──────── Data for processing

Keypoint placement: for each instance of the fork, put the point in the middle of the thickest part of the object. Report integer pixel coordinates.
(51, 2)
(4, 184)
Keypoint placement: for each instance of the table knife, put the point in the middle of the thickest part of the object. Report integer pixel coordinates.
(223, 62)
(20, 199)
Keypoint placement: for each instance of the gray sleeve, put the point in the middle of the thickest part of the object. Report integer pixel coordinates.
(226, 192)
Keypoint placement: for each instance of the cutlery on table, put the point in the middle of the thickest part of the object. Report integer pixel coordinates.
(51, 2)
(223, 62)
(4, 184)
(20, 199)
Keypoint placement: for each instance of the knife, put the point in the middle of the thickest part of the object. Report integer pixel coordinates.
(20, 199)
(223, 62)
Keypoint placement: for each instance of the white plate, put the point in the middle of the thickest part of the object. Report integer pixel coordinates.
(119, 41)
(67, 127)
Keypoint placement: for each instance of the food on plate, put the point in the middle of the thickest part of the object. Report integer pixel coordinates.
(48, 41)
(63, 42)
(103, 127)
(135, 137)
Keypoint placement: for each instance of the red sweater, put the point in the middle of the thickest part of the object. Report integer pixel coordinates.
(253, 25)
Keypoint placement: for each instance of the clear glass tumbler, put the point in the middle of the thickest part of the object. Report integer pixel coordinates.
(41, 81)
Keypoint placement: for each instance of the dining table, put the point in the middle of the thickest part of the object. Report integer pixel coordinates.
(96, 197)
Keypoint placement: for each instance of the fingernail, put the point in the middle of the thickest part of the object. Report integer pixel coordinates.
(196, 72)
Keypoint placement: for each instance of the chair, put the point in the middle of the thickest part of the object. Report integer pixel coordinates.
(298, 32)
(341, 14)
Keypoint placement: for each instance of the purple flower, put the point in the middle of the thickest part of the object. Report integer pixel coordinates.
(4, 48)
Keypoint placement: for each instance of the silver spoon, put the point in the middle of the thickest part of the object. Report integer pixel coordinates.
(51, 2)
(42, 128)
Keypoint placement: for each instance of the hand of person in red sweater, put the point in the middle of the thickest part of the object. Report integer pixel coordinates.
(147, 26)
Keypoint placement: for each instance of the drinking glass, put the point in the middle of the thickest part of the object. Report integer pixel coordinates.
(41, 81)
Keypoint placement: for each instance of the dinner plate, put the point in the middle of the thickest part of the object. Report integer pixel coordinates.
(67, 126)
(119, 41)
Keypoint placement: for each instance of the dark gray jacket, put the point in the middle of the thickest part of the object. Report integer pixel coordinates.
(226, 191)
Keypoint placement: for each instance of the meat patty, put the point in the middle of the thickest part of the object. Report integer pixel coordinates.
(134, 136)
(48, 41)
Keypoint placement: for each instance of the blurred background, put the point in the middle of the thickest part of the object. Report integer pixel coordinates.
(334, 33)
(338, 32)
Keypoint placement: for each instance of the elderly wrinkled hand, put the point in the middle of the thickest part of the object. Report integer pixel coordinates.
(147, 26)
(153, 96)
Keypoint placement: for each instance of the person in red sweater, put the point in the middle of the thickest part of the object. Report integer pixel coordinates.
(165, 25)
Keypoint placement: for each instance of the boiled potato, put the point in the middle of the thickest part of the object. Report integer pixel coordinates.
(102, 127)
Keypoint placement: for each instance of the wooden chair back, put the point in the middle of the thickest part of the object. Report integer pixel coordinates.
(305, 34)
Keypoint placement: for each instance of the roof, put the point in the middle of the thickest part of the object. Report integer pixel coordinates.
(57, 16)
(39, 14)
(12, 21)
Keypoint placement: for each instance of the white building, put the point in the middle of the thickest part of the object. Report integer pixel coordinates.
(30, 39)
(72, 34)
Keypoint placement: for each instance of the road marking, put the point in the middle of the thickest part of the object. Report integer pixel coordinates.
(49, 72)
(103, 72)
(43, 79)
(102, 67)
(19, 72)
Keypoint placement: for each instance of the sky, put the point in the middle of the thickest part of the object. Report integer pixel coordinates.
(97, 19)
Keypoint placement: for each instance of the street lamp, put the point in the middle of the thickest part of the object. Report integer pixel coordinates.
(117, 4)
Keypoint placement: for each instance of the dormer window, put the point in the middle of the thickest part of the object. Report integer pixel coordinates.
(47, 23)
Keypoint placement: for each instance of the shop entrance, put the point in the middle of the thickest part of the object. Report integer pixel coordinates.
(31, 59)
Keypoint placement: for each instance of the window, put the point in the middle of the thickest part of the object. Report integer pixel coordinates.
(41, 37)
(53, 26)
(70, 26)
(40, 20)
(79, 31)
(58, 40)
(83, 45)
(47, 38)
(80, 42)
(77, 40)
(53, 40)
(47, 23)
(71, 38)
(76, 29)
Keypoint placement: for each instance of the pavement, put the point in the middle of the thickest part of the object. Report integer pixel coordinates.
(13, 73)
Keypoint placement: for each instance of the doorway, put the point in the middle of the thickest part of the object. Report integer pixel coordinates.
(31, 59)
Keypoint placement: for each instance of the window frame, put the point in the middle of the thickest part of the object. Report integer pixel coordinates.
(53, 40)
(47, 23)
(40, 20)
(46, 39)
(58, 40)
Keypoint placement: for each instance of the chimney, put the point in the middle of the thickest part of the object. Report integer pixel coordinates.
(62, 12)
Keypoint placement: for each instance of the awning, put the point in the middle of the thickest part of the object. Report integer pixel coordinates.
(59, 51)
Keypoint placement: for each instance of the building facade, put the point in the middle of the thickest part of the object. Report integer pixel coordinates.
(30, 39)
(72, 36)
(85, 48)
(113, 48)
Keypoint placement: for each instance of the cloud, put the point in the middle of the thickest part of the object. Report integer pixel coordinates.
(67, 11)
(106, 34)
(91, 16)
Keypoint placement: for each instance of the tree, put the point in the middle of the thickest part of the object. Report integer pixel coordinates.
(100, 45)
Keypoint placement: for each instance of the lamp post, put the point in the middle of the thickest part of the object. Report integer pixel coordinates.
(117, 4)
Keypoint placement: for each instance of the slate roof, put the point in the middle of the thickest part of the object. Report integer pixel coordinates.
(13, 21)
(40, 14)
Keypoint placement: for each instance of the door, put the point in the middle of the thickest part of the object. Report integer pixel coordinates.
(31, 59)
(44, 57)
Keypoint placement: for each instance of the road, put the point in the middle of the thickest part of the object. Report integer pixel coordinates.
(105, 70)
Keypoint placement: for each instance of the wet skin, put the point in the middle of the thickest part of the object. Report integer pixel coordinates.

────────────────

◆ **Task**:
The expected answer is a word-for-word copy of every line from the one that contains "Keypoint placement: for each instance of the slate" through the final line of the material.

◆ **Reply to the task**:
Keypoint placement: for each instance of the slate roof, put the point in the middle of the thickest part of the object. Report integer pixel coordinates.
(13, 21)
(40, 14)
Keypoint placement: for each instance of the door, put the point in the middle of the thickest part of the object. Report integer pixel coordinates.
(31, 59)
(44, 57)
Keypoint placement: for each instance of the road, put the point in the middle of the thickest part of the object. Report integer pixel coordinates.
(105, 70)
Keypoint placement: for each instance of the wet skin, put the point in the middle of the thickest part of the object. Report integer pixel coordinates.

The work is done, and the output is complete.